Thomas Jefferson Papers

I. Notes on Washington’s Questions on Neutrality and the Alliance with France, [before 28 April 1793]

I. Notes on Washington’s Questions on Neutrality and the Alliance with France

[before 28 Apr. 1793]

On the Questions of Apr. 18. 93.1

1st. Principle. the people the source of all authority
       the Constituent2 in all treaties
this answers Qu. II. III. IV. V. VI. XII.
2d. Principle. the Legislature alone can declare war
the question of Guarantee is a question of war.
this answers Qu. VII. VIII. IX–X.
Qu. XI. Art. 17. French ships of war & privateers with prizes3 may come & go freely, <with prizes>
English do.4 may not. If they put in distress, must go as soon as possible
 Dutch. 22.5. Prussian. 19.5
Art. 22. English privateers may not be fitted out, nor sell prizes here.
no stipuln that French do. may. nor that French ships of war may.

Armed neutrality

  • free vessels free goods et econtre.
  • free commerce to places not besieged.
  • certificate of officer of convoy prevents searches.
  • contraband defined.

Vattel. 2. 157. the validity of treaties
158. lezion does not annul them.
159. duties of nations in this <particular> matter
160. nullity of treaties ruinous to a state.
163. oblign to observe treaties
164. the violn of a treaty is an injury.

157. 158. 159. 163. 219. 220. 233.

MS (DLC: TJ Papers, 84: 14559); written entirely in TJ’s hand on one side of a small sheet; undated; printed literally. Recorded in SJPL under 18 Apr. 1793: “notes on those questions [relative to France & England]” (see Questions on Neutrality and the Alliance with France, enclosed in George Washington to the Cabinet, 18 Apr. 1793).

(STORED ROWS)

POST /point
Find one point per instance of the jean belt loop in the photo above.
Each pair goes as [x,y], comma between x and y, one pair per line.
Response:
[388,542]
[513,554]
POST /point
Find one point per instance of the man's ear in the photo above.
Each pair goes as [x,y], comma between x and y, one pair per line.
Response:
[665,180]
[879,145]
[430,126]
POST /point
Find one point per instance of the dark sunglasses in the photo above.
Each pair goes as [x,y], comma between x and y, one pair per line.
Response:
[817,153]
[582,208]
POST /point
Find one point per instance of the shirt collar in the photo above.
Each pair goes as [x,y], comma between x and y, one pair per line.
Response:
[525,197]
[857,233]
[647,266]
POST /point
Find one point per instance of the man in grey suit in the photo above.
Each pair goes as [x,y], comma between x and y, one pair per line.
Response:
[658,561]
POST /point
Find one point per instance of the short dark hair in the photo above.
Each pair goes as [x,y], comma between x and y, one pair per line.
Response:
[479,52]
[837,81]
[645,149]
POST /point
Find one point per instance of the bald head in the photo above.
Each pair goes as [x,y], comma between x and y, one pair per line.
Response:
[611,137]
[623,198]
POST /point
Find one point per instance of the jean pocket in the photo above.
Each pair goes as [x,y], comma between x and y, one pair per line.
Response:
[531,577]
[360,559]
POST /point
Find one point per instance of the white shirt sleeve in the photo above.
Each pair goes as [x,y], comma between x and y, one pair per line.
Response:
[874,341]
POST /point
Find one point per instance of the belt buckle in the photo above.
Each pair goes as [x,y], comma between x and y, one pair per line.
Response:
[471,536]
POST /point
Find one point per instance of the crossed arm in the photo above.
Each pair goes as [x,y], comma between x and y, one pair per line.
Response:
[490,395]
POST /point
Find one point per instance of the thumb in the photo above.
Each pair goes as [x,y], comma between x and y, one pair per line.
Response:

(PROBLEM REQUIREMENTS) In the notes on Washington's questions on neutrality, which body alone can declare war? The records have no connection to the text.

(ANSWER BELOW) The Legislature.